• _AIM OF THE EXERCISE_
Pick out every line of the data below that contains the word "wooden", and copy each one. Case counts.

(Labeled shape data)

══════════

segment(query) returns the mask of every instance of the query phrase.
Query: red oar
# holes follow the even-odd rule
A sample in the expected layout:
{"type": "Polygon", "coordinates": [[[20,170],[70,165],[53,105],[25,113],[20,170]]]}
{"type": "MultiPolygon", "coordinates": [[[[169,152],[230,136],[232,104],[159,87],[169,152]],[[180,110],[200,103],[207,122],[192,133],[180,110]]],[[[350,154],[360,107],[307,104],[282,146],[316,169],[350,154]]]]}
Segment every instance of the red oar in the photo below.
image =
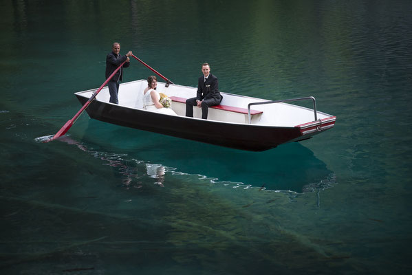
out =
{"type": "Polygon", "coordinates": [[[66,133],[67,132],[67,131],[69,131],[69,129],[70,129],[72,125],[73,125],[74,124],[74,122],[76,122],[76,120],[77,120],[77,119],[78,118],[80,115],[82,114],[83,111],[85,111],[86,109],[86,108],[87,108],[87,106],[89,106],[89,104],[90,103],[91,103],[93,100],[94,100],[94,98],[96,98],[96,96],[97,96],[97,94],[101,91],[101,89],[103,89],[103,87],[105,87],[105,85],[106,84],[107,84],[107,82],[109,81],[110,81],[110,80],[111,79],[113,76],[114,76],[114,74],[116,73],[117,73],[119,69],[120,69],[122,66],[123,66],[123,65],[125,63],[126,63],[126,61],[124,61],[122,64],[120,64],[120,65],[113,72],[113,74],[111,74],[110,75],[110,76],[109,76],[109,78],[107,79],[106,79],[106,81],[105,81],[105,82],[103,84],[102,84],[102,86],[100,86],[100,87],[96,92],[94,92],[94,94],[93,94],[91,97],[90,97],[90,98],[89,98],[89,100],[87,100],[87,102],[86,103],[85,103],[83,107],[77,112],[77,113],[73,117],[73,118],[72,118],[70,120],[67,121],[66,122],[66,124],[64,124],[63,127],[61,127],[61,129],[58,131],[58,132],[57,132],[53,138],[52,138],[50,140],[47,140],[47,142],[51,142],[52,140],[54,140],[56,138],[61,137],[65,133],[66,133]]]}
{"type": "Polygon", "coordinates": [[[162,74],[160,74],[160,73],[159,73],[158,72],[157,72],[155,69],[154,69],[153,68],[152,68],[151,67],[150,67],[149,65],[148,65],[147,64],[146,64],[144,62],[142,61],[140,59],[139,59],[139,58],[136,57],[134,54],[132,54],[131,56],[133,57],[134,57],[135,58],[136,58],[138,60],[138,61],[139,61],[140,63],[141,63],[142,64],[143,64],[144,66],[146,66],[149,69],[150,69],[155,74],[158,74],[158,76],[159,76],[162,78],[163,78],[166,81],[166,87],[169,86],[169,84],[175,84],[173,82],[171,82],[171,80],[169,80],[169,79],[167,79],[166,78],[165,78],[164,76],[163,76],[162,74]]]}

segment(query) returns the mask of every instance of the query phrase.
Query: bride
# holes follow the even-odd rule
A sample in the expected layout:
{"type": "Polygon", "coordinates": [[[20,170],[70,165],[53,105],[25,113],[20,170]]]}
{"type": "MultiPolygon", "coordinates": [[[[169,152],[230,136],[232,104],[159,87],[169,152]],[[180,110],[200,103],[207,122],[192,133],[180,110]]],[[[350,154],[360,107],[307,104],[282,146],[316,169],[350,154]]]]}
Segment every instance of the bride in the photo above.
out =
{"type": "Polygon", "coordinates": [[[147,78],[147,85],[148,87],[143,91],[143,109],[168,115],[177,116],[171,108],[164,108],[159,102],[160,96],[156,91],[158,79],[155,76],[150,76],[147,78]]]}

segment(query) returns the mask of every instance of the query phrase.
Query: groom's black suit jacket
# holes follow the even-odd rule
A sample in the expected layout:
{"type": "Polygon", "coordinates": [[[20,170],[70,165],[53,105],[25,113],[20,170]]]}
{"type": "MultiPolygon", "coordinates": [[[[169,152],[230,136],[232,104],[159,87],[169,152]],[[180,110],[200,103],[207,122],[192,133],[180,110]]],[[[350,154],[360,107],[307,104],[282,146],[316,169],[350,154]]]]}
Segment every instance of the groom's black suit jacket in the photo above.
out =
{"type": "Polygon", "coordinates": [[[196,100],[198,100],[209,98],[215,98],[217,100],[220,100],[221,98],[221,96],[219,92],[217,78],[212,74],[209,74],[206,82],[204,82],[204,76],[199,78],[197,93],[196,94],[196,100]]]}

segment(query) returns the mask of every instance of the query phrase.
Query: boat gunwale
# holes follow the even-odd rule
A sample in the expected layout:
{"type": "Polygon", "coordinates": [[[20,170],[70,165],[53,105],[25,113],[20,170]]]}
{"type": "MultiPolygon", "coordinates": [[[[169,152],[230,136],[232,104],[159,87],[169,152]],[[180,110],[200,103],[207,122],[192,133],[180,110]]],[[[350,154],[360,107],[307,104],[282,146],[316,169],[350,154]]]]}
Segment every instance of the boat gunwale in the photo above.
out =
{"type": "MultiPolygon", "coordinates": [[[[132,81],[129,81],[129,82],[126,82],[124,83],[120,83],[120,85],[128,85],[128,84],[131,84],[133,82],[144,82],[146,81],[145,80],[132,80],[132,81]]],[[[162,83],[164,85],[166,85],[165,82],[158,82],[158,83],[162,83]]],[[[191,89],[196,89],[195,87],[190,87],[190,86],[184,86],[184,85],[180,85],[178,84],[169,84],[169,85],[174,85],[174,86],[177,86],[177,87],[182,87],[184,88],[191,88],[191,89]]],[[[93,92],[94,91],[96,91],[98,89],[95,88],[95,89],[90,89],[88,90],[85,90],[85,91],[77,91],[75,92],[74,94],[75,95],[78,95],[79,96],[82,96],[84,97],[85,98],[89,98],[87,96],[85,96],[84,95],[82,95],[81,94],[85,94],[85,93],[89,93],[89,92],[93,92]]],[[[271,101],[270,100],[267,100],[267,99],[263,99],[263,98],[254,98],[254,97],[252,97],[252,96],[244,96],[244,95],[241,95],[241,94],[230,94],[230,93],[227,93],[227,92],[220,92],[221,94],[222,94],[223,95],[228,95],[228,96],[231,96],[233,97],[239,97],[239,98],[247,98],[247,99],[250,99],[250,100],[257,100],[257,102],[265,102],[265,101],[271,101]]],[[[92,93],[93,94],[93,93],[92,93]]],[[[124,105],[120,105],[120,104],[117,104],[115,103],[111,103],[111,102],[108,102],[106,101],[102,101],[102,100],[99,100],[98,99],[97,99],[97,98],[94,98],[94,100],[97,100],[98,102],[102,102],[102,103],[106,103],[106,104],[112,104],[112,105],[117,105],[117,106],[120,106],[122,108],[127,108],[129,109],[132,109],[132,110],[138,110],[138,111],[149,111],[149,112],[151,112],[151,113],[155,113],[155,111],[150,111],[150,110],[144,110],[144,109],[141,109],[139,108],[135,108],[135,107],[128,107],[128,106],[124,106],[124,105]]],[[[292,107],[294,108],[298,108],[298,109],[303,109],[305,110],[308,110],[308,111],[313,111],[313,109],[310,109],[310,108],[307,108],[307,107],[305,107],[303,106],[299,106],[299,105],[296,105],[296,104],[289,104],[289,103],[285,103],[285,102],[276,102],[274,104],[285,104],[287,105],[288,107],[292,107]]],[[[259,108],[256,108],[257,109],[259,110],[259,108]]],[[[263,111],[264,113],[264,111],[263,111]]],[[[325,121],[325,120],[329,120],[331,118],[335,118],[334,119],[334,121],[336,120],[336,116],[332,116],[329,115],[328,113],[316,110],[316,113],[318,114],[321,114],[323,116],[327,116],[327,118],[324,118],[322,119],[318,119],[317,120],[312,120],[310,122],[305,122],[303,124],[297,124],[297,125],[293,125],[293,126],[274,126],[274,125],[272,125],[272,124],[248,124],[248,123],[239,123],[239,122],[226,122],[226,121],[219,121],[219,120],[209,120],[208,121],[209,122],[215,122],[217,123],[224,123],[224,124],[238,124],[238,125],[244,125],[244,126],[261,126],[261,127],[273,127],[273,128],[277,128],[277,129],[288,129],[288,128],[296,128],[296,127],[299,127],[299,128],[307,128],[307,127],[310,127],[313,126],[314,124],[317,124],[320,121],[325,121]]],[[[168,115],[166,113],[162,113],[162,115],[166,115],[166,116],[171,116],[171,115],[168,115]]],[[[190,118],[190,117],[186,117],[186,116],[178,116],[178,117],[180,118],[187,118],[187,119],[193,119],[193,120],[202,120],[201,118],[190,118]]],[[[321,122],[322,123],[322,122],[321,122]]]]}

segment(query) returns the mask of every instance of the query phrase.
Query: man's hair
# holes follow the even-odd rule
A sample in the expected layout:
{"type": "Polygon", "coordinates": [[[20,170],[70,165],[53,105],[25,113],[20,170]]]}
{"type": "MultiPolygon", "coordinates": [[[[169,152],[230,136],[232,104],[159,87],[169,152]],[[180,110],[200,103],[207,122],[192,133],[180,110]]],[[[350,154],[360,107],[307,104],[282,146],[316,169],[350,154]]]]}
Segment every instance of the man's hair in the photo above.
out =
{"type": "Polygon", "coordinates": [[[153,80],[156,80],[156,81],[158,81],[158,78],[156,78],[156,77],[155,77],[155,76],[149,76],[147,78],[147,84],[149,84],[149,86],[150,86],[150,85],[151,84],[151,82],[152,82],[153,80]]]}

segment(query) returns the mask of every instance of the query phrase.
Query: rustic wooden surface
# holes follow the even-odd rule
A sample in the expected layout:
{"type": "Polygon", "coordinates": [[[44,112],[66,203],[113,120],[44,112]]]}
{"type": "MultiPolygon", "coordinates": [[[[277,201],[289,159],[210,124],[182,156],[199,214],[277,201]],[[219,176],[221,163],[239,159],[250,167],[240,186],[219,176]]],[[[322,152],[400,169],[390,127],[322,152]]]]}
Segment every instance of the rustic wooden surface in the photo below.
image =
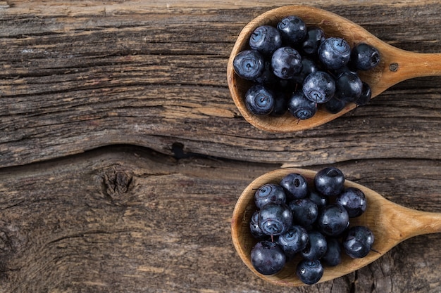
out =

══════════

• _CORRECT ANSWER_
Query: rustic wooden surface
Segment every instance of the rustic wooden surface in the photo below.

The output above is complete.